● Aim: Please repeat these lines word for word.

start Stored records

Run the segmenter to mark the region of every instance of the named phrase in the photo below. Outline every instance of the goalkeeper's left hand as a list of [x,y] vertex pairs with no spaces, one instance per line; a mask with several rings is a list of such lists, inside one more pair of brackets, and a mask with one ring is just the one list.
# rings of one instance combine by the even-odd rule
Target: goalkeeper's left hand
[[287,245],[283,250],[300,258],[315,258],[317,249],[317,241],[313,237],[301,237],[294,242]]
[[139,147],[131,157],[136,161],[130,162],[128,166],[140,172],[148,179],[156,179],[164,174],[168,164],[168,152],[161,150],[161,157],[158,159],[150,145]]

end Stored records

● Task output:
Run the segmenter to mark the region of every instance of the named phrase in the photo below. Outline every instance of the goalkeeper's left hand as a list of [x,y] vertex pairs with no spaces, one instance per line; a mask with several rings is a list of such lists, inside one more pair of brackets, and a mask with one ring is just the one list.
# rings of one instance combine by the even-odd rule
Target: goalkeeper's left hand
[[287,245],[283,250],[300,258],[315,258],[317,249],[317,241],[313,237],[301,237],[294,242]]
[[139,147],[131,157],[136,161],[130,162],[128,166],[140,172],[148,179],[156,179],[164,174],[168,164],[168,152],[161,150],[161,157],[158,159],[150,145]]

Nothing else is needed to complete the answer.